* _Job_
Can you format everything from the start of the items down to the line containing "[[[41,112],[41,100],[23,98],[23,103],[24,110]]]" as a numbered list, with blank lines left out?

* _Records shown_
** start **
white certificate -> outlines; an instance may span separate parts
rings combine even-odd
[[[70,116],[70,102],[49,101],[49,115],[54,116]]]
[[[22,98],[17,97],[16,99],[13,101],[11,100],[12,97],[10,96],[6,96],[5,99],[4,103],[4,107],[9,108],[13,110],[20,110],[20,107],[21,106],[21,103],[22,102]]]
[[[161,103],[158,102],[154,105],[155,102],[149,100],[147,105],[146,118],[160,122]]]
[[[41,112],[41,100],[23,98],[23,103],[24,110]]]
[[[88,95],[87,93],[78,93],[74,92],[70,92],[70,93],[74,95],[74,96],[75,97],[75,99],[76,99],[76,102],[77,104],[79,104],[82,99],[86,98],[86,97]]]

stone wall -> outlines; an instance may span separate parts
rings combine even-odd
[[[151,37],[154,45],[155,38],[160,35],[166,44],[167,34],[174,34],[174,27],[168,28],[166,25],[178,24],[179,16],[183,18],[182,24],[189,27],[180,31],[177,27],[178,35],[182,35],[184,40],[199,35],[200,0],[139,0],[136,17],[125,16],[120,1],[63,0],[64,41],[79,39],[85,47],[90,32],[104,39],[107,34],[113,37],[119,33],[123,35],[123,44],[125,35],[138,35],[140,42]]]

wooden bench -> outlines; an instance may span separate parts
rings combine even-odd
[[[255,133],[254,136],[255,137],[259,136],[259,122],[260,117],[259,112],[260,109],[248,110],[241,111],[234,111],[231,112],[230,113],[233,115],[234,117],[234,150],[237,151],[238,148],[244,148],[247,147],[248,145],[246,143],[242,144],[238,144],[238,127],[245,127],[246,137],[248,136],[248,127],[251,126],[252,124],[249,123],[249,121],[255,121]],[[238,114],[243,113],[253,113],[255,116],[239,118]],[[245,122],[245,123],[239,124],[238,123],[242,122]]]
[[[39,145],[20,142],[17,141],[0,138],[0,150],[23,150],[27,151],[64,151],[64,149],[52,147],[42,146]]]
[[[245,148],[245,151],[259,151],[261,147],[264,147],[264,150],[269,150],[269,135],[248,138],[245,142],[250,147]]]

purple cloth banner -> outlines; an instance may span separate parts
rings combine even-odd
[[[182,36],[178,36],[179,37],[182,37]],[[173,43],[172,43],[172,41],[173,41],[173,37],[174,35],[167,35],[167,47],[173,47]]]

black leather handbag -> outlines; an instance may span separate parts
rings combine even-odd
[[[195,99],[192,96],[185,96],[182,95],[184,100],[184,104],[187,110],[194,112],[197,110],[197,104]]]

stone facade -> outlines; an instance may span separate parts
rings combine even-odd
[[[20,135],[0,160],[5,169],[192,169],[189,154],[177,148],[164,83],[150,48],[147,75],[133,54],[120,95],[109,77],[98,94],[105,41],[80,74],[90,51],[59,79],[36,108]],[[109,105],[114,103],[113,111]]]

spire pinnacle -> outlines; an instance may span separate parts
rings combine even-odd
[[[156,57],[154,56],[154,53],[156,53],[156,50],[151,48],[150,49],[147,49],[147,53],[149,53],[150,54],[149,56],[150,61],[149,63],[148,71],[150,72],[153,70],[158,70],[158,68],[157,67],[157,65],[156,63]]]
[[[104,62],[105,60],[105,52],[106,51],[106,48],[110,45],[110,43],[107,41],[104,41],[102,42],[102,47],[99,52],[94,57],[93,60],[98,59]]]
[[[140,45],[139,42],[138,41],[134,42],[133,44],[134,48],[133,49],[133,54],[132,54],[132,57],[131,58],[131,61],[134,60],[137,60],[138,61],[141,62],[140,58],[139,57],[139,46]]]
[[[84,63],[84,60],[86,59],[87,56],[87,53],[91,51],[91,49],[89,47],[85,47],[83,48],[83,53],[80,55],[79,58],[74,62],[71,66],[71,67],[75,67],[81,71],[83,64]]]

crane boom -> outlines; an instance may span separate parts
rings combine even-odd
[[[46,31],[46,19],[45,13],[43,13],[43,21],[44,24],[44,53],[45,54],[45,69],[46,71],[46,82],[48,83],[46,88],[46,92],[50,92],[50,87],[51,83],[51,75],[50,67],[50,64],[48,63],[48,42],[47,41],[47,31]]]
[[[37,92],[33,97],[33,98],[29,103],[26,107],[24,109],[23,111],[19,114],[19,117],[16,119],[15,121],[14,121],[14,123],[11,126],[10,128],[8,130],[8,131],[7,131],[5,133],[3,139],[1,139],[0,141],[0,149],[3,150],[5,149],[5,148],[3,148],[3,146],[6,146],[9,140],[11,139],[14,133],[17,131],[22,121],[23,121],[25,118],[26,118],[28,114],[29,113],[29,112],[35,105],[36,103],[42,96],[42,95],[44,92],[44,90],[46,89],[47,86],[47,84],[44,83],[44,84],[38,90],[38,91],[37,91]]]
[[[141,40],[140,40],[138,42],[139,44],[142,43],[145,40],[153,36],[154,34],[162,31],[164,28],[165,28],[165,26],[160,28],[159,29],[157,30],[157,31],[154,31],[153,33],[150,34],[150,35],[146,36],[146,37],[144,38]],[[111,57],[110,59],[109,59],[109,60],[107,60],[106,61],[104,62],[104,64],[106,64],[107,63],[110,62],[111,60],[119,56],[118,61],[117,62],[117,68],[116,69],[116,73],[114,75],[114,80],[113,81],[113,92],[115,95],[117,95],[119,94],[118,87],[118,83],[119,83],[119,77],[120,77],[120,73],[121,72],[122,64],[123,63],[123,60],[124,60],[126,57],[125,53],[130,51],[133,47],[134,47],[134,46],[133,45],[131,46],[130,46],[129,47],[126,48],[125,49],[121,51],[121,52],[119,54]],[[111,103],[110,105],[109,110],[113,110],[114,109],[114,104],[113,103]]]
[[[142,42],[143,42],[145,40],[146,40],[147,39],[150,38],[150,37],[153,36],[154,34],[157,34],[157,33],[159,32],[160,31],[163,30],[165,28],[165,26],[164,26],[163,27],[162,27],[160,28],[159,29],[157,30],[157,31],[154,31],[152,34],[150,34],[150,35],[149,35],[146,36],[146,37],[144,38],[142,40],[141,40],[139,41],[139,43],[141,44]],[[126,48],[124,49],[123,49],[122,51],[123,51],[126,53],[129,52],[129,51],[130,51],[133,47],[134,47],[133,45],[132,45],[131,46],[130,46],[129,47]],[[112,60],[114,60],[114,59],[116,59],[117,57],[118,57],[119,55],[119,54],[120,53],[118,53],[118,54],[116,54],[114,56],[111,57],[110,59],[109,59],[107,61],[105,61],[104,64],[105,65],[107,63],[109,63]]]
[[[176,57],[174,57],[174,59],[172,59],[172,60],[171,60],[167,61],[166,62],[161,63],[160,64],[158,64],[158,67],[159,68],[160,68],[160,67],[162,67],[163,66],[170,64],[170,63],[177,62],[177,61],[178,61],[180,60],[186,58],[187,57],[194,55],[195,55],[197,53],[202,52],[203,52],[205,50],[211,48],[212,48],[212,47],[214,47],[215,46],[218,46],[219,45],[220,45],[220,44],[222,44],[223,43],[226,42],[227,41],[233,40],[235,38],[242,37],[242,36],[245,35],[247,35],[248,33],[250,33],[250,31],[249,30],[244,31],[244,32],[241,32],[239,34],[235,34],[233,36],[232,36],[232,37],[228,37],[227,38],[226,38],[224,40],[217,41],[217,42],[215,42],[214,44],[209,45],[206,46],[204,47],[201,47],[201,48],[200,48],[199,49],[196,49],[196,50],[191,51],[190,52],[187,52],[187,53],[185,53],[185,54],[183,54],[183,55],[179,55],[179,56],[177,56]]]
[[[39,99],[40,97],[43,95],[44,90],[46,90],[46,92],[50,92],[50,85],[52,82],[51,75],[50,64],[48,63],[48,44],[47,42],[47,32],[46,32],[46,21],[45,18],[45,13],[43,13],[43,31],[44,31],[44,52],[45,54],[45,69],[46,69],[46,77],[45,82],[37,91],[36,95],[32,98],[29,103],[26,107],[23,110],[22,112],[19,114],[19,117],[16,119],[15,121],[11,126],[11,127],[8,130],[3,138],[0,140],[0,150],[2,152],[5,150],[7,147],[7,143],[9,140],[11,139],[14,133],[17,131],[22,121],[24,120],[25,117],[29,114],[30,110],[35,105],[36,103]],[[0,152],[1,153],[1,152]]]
** end **
* _Exercise answer_
1. white certificate -> outlines; an instance may span separate parts
2. rings combine even-odd
3. [[[70,116],[70,102],[49,101],[49,115],[54,116]]]
4. [[[22,98],[17,97],[16,99],[13,101],[11,100],[12,97],[10,96],[6,96],[5,99],[4,103],[4,107],[9,108],[13,110],[20,110],[20,107],[21,106],[21,103],[22,102]]]
5. [[[161,103],[158,102],[154,105],[155,102],[149,100],[147,105],[146,118],[160,122]]]
6. [[[41,112],[41,100],[23,98],[23,103],[24,110]]]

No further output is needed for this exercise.